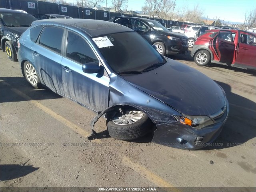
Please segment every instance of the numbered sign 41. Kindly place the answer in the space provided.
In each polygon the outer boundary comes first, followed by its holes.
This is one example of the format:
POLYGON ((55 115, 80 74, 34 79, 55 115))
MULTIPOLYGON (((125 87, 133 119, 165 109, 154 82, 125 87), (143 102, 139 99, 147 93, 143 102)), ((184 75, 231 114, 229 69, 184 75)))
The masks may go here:
POLYGON ((61 11, 62 12, 67 12, 67 7, 61 7, 61 11))
POLYGON ((28 2, 28 7, 31 9, 35 9, 36 4, 32 2, 28 2))

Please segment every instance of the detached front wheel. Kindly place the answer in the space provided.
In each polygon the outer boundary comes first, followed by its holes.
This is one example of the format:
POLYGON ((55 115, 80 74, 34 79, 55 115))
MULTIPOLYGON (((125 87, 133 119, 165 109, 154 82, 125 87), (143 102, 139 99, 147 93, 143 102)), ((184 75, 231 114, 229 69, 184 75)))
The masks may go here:
POLYGON ((152 127, 150 119, 143 112, 134 109, 118 112, 107 123, 109 135, 116 139, 129 141, 140 138, 152 127))
POLYGON ((5 52, 9 59, 12 61, 17 60, 17 54, 15 48, 11 41, 7 41, 5 42, 5 52))
POLYGON ((202 50, 197 52, 194 57, 196 63, 200 66, 205 66, 211 62, 210 53, 206 50, 202 50))

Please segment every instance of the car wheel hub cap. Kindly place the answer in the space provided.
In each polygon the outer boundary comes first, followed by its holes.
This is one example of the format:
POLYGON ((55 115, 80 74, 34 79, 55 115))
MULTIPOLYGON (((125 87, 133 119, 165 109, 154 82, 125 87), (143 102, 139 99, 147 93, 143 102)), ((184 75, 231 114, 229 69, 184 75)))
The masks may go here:
POLYGON ((207 56, 205 53, 200 53, 196 57, 196 61, 200 64, 205 63, 206 60, 207 60, 207 56))
POLYGON ((162 54, 163 52, 163 48, 160 45, 156 45, 156 50, 158 51, 160 53, 162 54))
POLYGON ((28 64, 26 66, 26 75, 28 79, 32 85, 37 83, 37 74, 36 70, 31 64, 28 64))
POLYGON ((132 124, 138 121, 143 116, 143 113, 140 111, 130 111, 128 114, 120 116, 115 117, 112 120, 118 125, 132 124))

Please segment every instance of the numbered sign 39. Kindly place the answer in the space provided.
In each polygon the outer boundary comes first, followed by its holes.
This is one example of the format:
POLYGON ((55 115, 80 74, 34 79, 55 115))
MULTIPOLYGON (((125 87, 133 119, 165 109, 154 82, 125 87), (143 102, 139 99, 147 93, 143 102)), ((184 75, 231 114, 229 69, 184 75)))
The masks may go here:
POLYGON ((61 7, 61 11, 62 12, 67 12, 67 7, 61 7))
POLYGON ((90 15, 90 10, 88 10, 87 9, 86 9, 85 10, 85 14, 86 15, 90 15))
POLYGON ((35 9, 36 4, 32 2, 28 2, 28 7, 31 9, 35 9))

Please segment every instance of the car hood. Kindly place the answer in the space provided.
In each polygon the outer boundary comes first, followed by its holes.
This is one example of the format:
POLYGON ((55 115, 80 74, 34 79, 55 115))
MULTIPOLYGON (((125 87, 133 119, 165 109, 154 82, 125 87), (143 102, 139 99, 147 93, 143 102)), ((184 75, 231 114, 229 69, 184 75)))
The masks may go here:
POLYGON ((225 105, 226 96, 215 82, 199 71, 170 59, 154 70, 123 78, 188 115, 210 115, 225 105))
POLYGON ((158 30, 157 31, 157 33, 161 35, 170 35, 171 36, 177 37, 177 38, 179 38, 180 39, 186 39, 188 38, 185 35, 182 35, 180 33, 176 33, 175 32, 166 32, 165 31, 158 30))
POLYGON ((12 33, 17 34, 19 36, 26 31, 28 27, 5 27, 6 29, 12 33))

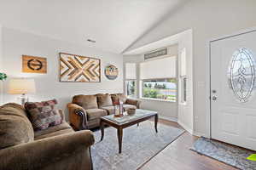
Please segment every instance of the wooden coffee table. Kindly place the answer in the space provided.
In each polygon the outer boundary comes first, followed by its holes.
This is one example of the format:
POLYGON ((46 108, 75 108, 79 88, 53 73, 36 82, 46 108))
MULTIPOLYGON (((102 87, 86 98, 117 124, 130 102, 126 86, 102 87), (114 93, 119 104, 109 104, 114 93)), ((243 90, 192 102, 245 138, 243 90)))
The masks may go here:
POLYGON ((152 117, 154 117, 154 129, 157 133, 157 122, 158 114, 156 111, 147 110, 136 110, 136 114, 133 116, 125 115, 122 117, 115 117, 113 115, 104 116, 101 117, 100 126, 102 131, 102 139, 104 138, 104 125, 108 125, 117 129, 117 136, 119 140, 119 153, 122 152, 122 139, 123 139, 123 129, 139 122, 147 121, 152 117))

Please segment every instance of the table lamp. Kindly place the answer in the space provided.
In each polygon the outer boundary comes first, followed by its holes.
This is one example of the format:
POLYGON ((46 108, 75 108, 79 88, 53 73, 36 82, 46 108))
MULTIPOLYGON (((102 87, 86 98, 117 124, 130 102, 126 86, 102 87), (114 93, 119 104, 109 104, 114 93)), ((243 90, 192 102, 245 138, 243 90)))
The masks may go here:
POLYGON ((25 102, 28 101, 28 98, 26 98, 26 94, 36 93, 35 81, 34 79, 26 78, 10 79, 9 82, 8 93, 11 94, 21 94, 20 103, 24 105, 25 102))

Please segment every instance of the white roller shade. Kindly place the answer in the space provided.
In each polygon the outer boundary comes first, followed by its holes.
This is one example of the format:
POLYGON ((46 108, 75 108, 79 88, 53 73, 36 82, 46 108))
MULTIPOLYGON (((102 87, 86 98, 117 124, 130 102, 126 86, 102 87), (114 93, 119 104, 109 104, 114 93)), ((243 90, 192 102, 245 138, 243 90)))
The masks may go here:
POLYGON ((125 64, 125 79, 136 79, 136 63, 125 64))
POLYGON ((141 63, 141 79, 176 77, 176 60, 173 56, 141 63))

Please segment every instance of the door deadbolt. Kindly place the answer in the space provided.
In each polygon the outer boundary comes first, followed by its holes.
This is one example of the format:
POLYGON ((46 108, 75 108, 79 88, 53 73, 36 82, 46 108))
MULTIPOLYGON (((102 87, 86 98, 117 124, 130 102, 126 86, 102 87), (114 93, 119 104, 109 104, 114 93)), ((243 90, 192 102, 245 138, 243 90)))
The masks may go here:
POLYGON ((216 96, 212 96, 212 100, 216 100, 217 99, 217 97, 216 96))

• [Task objective]
Copy the listing above word for word, leaving out the pictures.

• [Task output]
Please segment every instance of the numbered sign 41. Kindly place the answer in the space provided.
In each polygon the outer boundary comes first, followed by its holes.
This is one example of the format:
POLYGON ((55 115, 80 74, 34 79, 55 115))
MULTIPOLYGON (((125 87, 133 119, 165 109, 154 82, 125 87), (143 102, 139 99, 147 93, 143 102)), ((184 75, 231 114, 229 69, 184 75)))
The masks may go here:
POLYGON ((61 11, 62 12, 67 12, 67 7, 61 7, 61 11))
POLYGON ((28 2, 28 7, 31 9, 35 9, 36 4, 32 2, 28 2))

Please segment every instance of the detached front wheel. Kindly place the answer in the space provided.
In each polygon the outer boundary comes first, followed by its holes.
This is one example of the format:
POLYGON ((55 115, 80 74, 34 79, 55 115))
MULTIPOLYGON (((125 87, 133 119, 165 109, 154 82, 125 87), (143 102, 139 99, 147 93, 143 102)), ((184 75, 231 114, 229 69, 184 75)))
The masks may go here:
POLYGON ((152 127, 150 119, 143 112, 134 109, 118 112, 107 123, 109 135, 116 139, 129 141, 140 138, 152 127))
POLYGON ((5 52, 9 59, 12 61, 17 60, 17 54, 15 48, 11 41, 7 41, 5 42, 5 52))
POLYGON ((202 50, 197 52, 194 57, 196 63, 200 66, 205 66, 211 62, 210 53, 206 50, 202 50))

Please segment every instance of the car wheel hub cap. Kindly place the answer in the space provided.
In each polygon the outer boundary comes first, followed by its holes.
This is one example of the format:
POLYGON ((55 115, 80 74, 34 79, 55 115))
MULTIPOLYGON (((125 87, 133 119, 165 109, 154 82, 125 87), (143 102, 139 99, 147 93, 143 102)), ((184 75, 231 114, 229 69, 184 75)))
The masks may go here:
POLYGON ((207 56, 205 53, 200 53, 196 57, 196 61, 200 64, 205 63, 206 60, 207 60, 207 56))
POLYGON ((162 54, 163 52, 163 48, 160 45, 156 45, 156 50, 158 51, 160 53, 162 54))
POLYGON ((28 64, 26 66, 26 75, 28 79, 32 85, 37 83, 37 74, 36 70, 31 64, 28 64))
POLYGON ((132 124, 138 121, 143 116, 143 113, 140 111, 130 111, 128 114, 120 116, 115 117, 112 120, 118 125, 132 124))

Please segment every instance of the numbered sign 39. Kindly place the answer in the space provided.
In each polygon the outer boundary comes first, followed by its holes.
This is one example of the format:
POLYGON ((55 115, 80 74, 34 79, 55 115))
MULTIPOLYGON (((125 87, 133 119, 165 109, 154 82, 125 87), (143 102, 139 99, 147 93, 143 102)), ((184 75, 231 114, 229 69, 184 75)))
The masks may go here:
POLYGON ((61 7, 61 11, 62 12, 67 12, 67 7, 61 7))
POLYGON ((90 15, 90 10, 88 10, 87 9, 86 9, 85 10, 85 14, 86 15, 90 15))
POLYGON ((35 9, 36 4, 32 2, 28 2, 28 7, 31 9, 35 9))

Please segment every instance of the car hood. Kindly place the answer in the space provided.
In each polygon the outer boundary comes first, followed by its holes.
This is one example of the format:
POLYGON ((55 115, 80 74, 34 79, 55 115))
MULTIPOLYGON (((125 87, 133 119, 165 109, 154 82, 125 87), (143 102, 139 99, 147 93, 143 102)), ((184 75, 231 114, 229 69, 184 75)))
The masks may go here:
POLYGON ((225 105, 226 96, 215 82, 199 71, 170 59, 154 70, 123 78, 188 115, 210 115, 225 105))
POLYGON ((158 30, 157 31, 157 33, 161 35, 170 35, 171 36, 177 37, 177 38, 179 38, 180 39, 186 39, 188 38, 185 35, 182 35, 180 33, 176 33, 175 32, 166 32, 165 31, 158 30))
POLYGON ((12 33, 17 34, 19 36, 26 31, 28 27, 5 27, 6 29, 12 33))

Please segment every instance of the wooden coffee table. Kindly place the answer in the space provided.
In each polygon the outer boundary comes first, followed by its holes.
This is one example of the format:
POLYGON ((46 108, 75 108, 79 88, 53 73, 36 82, 46 108))
MULTIPOLYGON (((102 87, 86 98, 117 124, 130 102, 126 86, 102 87), (114 93, 119 104, 109 104, 114 93)), ((243 90, 192 102, 245 138, 243 90)))
The masks may go here:
POLYGON ((152 117, 154 117, 154 129, 157 133, 157 122, 158 114, 156 111, 147 110, 136 110, 136 114, 133 116, 125 115, 122 117, 115 117, 113 115, 104 116, 101 117, 100 126, 102 131, 102 139, 104 138, 104 125, 108 125, 117 129, 117 136, 119 140, 119 153, 122 152, 122 139, 123 139, 123 129, 139 122, 147 121, 152 117))

Please segment every instance of the table lamp. Kindly place the answer in the space provided.
In each polygon the outer boundary comes first, followed by its holes.
This is one example of the format:
POLYGON ((46 108, 75 108, 79 88, 53 73, 36 82, 46 108))
MULTIPOLYGON (((102 87, 86 98, 117 124, 130 102, 126 86, 102 87), (114 93, 119 104, 109 104, 114 93)), ((243 90, 192 102, 245 138, 243 90)))
The masks may go here:
POLYGON ((25 102, 28 101, 28 98, 26 98, 26 94, 36 93, 35 81, 34 79, 26 78, 10 79, 9 82, 8 93, 11 94, 21 94, 20 103, 24 105, 25 102))

Please segment every instance of the white roller shade. Kindly place the answer in the space provided.
In each polygon the outer boundary comes first, followed by its holes.
This is one example of the format:
POLYGON ((46 108, 75 108, 79 88, 53 73, 36 82, 46 108))
MULTIPOLYGON (((102 87, 86 98, 117 124, 130 102, 126 86, 102 87), (114 93, 119 104, 109 104, 114 93)), ((243 90, 192 102, 245 138, 243 90)))
The masks may go here:
POLYGON ((125 64, 125 79, 136 79, 136 63, 125 64))
POLYGON ((141 63, 141 79, 176 77, 176 60, 173 56, 141 63))

Please segment every instance of the door deadbolt. Kindly place the answer in the space provided.
In each polygon the outer boundary comes first, followed by its holes.
This is one example of the format:
POLYGON ((46 108, 75 108, 79 88, 53 73, 36 82, 46 108))
MULTIPOLYGON (((102 87, 86 98, 117 124, 130 102, 126 86, 102 87), (114 93, 119 104, 109 104, 114 93)), ((243 90, 192 102, 245 138, 243 90)))
The masks may go here:
POLYGON ((216 96, 212 96, 212 100, 216 100, 217 99, 217 97, 216 96))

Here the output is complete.